[BEGIN Article]
Let me preface this by saying I hate New Year's resolutions.

I don't remember exactly when this aversion began, but I can vividly recall the painful occasions when I was reminded of my failure to apply what I had hoped would become a central tenet in my life by the mere affirmation that it was a New Year's resolution. It usually did not take long. It seems to me that meaningful change is better affected by any means other than a formal declaration based upon a calendar date. Setting oneself up for failure is a slippery path to tread.

That is why I approach this article with so much trepidation. The subject matter is far too important to trifle with. I hardly dare to chance failure, yet it must be done. I have a New Year's resolution that I would like to adopt.

I feel a great need to leave the Earth a little greener than it was when I arrived. I have made a few steps forward along with my few steps backwards. If I am very lucky, the small amount of good that I have done won't be outweighed by the missteps I have taken along the way. I was introduced to the agribusiness world by working as a sprayer in a large wholesale nursery.

When I think back to the time when all I did, day after day, was to apply chemicals to kill unwanted life forms, I cringe. I bought into the agri-chemical world's justifications of creating a more perfect world. After all the gallons and pounds of pesticides and insecticides that I applied are added up — along with the potential and real problems we are now certain are caused by these agents — was anything gained in the process?

I doubt there are fewer harmful insects now than there were 35 years ago. In fact, I would think one could build a good case for exactly the opposite effect having taken place.

Synthetic fertilizers revolutionized the way we grow plants. They made possible the conversion of thousands of acres of formerly "unproductive" land into commercial farms. The cost was the degradation of our surface waters due to fertilizer runoff. Phosphate pollution is a huge problem where synthetics are used. To feed our exploding populations, the world embraced the success of the technology that increased food supply and turned its back on the problems it created.
[END Article]
→ Problems to solve
1. How would you translate this sentence from the essay on New Year's resolutions into Spanish: "The subject matter is far too important to trifle with."
2. Can you copy the essay on New Year's resolutions word for word, from "I feel a great" to "large wholesale nursery."?
3. Could you resume the essay on New Year's resolutions after its final sentence and keep writing it?
The lines that follow have nothing to do with the essay on New Year's resolutions.
[BEGIN Listed records]
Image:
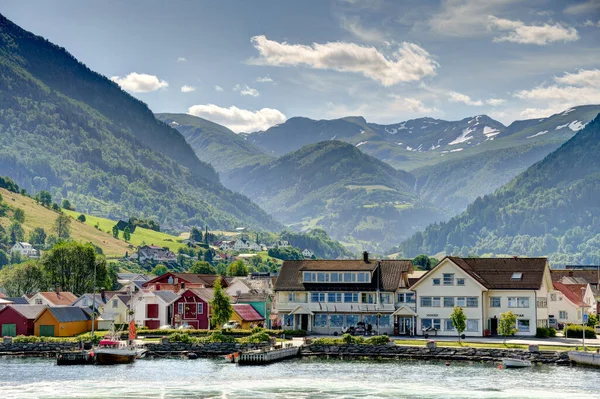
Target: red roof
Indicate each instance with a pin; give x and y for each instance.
(247, 312)
(572, 292)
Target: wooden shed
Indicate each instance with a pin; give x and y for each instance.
(64, 321)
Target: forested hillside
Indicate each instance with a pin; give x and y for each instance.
(553, 209)
(68, 130)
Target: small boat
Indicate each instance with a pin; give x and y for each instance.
(509, 362)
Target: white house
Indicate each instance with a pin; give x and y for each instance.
(484, 288)
(25, 249)
(153, 308)
(565, 302)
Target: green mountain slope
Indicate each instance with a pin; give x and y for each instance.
(215, 144)
(71, 131)
(553, 209)
(333, 185)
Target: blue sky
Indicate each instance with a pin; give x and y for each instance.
(252, 64)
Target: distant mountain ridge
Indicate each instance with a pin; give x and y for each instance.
(69, 130)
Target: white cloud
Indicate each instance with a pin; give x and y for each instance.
(532, 34)
(246, 91)
(140, 82)
(264, 79)
(364, 34)
(409, 63)
(187, 89)
(456, 97)
(586, 7)
(239, 120)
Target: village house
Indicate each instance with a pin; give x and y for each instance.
(567, 303)
(327, 296)
(25, 249)
(18, 319)
(53, 298)
(484, 288)
(64, 321)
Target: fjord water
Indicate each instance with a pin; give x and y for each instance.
(306, 378)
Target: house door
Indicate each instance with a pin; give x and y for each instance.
(46, 331)
(494, 326)
(9, 330)
(304, 322)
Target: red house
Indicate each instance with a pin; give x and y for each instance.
(192, 307)
(18, 319)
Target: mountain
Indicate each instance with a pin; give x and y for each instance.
(333, 185)
(552, 208)
(69, 130)
(215, 144)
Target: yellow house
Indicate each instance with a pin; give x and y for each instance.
(65, 321)
(246, 315)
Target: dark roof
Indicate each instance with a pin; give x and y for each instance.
(496, 273)
(68, 314)
(19, 300)
(247, 312)
(28, 311)
(387, 277)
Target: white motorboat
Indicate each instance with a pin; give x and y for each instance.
(509, 362)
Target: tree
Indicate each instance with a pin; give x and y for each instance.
(37, 238)
(459, 320)
(507, 323)
(19, 215)
(220, 306)
(62, 227)
(44, 198)
(200, 267)
(15, 233)
(196, 234)
(237, 268)
(159, 270)
(127, 233)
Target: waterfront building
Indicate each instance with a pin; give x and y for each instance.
(484, 288)
(328, 296)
[END Listed records]
→ Responses per task
1. El tema es demasiado importante como para tomarlo a la ligera.

2.
I feel a great need to leave the Earth a little greener than it was when I arrived. I have made a few steps forward along with my few steps backwards. If I am very lucky, the small amount of good that I have done won't be outweighed by the missteps I have taken along the way. I was introduced to the agribusiness world by working as a sprayer in a large wholesale nursery.

3.
We have run out of time and space in which to hide. We have to face the music and change our tune. It is in this spirit that I am willing to risk making a New Year's resolution. I resolve to change my fertilizer regimen to using all organic products and learning to due so properly. This will be much easier to accomplish in 2008 than in years past due to the greater availability of organic fertilizers in the marketplace. That is due to the large consumer demand for such products. I applaud home gardeners for that.

In the past, I have had less than exemplary results using organic fertilizers. I feel that I can achieve better growth and higher yields if I learn more about the ingredients that are used in deriving the different complete formulations. There are bound to be significant differences in how plants use nutrients from varying sources. It will be my job to know when to use blood meal as the basis for growth versus another material such as feather meal. By having a better understanding of the products involved, I'm hoping to eliminate some of my past disappointments.

I promise to share my successes and failures with you through this column during the coming year. The willingness to share information with others is a quality that gardeners have demonstrated for a long time. It is one of the reasons I enjoy being with them so much. I hope I can call on that bond as we start a new year that holds so much promise.

Stan Mapolski, aka The Rogue Gardener, can be heard from 9-11 a.m. Sunday mornings on KMED 1440 AM and seen in periodic gardening segments for KTVL Channel 10 News. Reach him at stanmapolski@yahoo.com.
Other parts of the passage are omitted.